▶ **Job**: List each line below that includes the word "stream".

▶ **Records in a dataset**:
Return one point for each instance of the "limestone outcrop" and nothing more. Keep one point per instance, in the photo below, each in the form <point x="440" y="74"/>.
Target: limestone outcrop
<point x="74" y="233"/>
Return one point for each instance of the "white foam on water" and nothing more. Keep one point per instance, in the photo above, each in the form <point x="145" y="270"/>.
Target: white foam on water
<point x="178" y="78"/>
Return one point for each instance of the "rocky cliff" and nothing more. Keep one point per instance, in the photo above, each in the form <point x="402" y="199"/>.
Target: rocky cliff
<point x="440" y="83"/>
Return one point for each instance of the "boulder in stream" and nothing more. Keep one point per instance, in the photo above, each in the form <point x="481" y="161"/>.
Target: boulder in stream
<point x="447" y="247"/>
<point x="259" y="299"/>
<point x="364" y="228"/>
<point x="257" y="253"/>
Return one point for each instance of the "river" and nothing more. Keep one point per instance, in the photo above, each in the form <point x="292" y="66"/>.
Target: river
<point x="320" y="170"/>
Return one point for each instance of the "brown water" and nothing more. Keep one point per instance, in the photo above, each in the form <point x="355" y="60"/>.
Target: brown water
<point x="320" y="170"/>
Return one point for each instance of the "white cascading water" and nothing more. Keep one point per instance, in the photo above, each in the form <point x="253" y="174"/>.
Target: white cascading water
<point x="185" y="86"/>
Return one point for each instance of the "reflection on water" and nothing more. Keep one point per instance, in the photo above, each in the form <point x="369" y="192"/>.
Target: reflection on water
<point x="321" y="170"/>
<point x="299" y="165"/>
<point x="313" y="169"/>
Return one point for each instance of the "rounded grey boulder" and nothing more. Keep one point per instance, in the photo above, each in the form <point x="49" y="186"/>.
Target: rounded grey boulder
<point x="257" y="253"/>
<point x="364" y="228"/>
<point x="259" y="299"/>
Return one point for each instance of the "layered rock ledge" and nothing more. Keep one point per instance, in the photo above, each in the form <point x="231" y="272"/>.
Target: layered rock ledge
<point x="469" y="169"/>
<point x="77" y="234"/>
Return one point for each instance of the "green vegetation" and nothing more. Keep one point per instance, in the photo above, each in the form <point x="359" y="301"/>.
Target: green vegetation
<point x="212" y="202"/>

▶ **Exercise output**:
Return one point for each instance of the "boulder in stream" and nothing more. Keep one point per instance, in the photo above, each in the form <point x="481" y="161"/>.
Target: boulder in stream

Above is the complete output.